At the line containing "of the pink", begin retyping, and stop after the last line of the data; add nothing.
===== Data for analysis =====
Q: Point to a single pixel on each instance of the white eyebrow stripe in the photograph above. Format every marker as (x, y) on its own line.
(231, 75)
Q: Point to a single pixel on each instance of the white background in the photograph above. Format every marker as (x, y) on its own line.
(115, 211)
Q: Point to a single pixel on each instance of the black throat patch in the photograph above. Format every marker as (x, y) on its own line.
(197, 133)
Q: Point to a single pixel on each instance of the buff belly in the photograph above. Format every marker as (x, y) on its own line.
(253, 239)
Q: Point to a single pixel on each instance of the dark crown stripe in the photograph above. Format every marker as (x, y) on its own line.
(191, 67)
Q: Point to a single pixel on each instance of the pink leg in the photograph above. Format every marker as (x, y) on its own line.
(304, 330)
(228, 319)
=====
### [Task solution]
Q: Point to a single pixel on each instance of the pink leg in the photograph above. Format every marker as (x, y) on its own line.
(304, 330)
(228, 319)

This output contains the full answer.